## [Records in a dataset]
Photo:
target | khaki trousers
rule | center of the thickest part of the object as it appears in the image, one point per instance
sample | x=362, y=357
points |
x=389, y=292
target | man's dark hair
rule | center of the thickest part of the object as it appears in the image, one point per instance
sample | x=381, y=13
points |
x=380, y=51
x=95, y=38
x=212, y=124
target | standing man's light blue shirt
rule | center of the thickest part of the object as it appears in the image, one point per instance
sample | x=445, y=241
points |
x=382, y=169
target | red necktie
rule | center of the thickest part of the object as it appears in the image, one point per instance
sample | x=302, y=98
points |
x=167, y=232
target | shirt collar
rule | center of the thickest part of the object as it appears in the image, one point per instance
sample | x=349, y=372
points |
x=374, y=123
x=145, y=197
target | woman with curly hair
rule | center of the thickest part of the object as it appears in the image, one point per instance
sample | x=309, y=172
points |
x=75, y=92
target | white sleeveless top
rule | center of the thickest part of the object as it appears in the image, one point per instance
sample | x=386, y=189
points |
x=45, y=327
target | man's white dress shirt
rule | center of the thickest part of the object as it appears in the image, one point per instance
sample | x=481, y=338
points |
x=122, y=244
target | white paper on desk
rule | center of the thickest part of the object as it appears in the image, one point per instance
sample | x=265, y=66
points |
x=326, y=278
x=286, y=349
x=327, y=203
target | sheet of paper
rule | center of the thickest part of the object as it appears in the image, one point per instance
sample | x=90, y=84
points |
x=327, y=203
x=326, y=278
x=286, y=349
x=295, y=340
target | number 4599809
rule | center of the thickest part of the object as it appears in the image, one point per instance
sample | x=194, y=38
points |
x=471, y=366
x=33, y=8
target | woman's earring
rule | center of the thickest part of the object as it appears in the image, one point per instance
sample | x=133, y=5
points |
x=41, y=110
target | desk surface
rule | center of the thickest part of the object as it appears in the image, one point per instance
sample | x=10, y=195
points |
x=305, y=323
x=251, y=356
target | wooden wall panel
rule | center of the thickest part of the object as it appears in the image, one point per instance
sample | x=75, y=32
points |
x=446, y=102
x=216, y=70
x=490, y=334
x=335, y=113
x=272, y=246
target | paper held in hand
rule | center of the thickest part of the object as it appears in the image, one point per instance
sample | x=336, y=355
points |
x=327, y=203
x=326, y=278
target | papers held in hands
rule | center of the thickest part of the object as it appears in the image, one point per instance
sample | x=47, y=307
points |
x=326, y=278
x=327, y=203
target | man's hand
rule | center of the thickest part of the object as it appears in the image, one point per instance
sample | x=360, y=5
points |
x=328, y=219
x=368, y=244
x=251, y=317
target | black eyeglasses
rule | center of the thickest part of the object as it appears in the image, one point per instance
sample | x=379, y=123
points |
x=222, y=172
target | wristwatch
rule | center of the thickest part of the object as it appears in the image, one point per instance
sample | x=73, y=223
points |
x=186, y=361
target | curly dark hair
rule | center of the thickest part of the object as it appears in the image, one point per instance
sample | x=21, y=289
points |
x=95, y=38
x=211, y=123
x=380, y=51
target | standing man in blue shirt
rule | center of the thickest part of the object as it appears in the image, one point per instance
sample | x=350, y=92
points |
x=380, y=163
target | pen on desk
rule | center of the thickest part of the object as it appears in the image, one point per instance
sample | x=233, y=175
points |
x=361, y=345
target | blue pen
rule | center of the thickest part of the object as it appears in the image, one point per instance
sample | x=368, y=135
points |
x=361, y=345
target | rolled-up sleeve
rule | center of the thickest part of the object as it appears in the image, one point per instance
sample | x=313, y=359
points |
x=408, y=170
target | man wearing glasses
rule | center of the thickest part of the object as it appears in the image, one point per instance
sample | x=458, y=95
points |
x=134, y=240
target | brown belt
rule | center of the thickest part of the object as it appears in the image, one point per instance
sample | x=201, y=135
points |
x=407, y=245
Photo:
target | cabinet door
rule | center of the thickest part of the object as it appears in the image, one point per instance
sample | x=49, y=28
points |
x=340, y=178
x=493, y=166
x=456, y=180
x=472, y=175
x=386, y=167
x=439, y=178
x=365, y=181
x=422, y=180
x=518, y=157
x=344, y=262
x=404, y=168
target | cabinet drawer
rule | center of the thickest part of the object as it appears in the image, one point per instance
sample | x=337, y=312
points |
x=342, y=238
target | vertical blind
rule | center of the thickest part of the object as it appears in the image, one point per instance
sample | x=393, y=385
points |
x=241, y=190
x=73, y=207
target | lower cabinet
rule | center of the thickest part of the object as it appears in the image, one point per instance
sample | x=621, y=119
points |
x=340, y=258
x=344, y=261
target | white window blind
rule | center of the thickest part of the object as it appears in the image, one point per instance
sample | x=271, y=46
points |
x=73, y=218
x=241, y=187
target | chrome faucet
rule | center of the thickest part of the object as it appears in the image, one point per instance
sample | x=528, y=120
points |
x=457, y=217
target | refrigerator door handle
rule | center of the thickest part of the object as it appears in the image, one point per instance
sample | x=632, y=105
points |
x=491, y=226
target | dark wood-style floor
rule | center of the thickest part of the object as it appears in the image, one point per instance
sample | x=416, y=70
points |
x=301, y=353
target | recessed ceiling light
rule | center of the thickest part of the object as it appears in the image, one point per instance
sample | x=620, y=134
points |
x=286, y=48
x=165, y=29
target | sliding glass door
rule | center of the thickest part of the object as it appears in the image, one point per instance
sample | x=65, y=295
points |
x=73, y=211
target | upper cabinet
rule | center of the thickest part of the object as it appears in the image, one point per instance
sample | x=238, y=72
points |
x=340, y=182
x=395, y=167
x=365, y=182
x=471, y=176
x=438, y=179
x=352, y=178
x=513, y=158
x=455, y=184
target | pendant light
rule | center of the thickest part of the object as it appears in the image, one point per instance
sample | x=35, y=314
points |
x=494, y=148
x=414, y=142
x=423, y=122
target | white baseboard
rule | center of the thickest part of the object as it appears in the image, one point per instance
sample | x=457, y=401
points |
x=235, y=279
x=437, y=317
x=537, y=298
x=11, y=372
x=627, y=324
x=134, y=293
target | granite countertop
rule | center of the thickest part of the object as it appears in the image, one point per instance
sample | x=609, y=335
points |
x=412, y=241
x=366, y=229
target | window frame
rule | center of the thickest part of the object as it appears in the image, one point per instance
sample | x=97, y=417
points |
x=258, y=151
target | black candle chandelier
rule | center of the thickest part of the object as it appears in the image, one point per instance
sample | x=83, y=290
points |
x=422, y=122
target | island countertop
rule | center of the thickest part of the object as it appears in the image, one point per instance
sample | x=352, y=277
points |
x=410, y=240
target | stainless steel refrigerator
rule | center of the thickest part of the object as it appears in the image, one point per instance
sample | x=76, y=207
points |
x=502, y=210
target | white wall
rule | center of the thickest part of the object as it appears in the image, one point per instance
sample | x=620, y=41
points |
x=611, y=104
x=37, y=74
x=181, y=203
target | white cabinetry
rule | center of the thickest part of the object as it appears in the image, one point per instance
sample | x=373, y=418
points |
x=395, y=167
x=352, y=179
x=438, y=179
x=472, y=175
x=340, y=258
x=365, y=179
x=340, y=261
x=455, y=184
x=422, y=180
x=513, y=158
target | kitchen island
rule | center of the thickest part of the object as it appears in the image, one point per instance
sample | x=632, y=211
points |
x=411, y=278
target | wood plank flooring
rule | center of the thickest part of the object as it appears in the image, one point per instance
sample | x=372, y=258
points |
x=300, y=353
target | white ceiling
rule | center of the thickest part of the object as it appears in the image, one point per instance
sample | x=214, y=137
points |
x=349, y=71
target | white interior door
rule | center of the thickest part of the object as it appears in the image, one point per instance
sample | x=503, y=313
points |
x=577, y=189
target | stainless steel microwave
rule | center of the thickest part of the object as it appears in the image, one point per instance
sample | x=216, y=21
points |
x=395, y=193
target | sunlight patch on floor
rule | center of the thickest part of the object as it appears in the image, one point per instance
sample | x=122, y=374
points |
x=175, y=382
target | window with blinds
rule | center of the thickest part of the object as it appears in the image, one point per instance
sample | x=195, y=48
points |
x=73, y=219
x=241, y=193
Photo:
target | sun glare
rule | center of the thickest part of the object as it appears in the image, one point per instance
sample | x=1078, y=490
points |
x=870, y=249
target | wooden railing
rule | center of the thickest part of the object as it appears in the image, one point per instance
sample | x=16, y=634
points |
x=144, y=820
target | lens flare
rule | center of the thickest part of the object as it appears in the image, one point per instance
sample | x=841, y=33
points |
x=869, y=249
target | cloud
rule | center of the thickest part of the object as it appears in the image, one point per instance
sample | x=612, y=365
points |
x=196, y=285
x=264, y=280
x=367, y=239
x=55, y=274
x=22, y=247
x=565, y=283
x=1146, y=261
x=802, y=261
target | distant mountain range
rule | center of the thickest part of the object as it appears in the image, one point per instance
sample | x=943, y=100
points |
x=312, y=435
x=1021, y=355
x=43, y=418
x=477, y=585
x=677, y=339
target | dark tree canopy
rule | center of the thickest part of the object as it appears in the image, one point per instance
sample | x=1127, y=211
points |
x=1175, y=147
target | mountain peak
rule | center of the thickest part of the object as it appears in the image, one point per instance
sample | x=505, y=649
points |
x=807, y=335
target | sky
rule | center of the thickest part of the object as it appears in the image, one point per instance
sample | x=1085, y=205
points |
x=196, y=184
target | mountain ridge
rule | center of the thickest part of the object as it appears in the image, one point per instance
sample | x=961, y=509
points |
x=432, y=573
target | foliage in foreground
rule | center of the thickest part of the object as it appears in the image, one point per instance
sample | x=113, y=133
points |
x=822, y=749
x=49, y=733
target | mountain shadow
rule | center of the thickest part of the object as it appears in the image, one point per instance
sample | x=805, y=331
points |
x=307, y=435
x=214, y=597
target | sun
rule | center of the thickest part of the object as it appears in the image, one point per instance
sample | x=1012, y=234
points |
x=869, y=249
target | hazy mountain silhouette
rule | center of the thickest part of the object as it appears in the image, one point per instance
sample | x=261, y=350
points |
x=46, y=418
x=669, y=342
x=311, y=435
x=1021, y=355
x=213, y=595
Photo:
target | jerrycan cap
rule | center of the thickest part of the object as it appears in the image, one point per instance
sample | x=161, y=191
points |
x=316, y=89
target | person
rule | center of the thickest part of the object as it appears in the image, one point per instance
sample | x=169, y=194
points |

## [What you need to do]
Copy the lines unchanged, starting at the line with "target | white baseboard" and ending at the line with "x=422, y=122", both included.

## [Task response]
target | white baseboard
rule | center of the thickest part of the object as it appears in the image, one point per instance
sample | x=457, y=401
points |
x=235, y=279
x=437, y=317
x=537, y=298
x=11, y=372
x=627, y=324
x=134, y=293
target | granite countertop
rule | center of the thickest part of the object as it appears in the image, one point per instance
sample | x=609, y=335
points |
x=412, y=241
x=366, y=229
target | window frame
rule | center of the thickest part of the object as it appears in the image, one point per instance
sample | x=97, y=417
points |
x=258, y=151
target | black candle chandelier
rule | center of the thickest part of the object as it appears in the image, one point per instance
sample | x=83, y=290
points |
x=422, y=122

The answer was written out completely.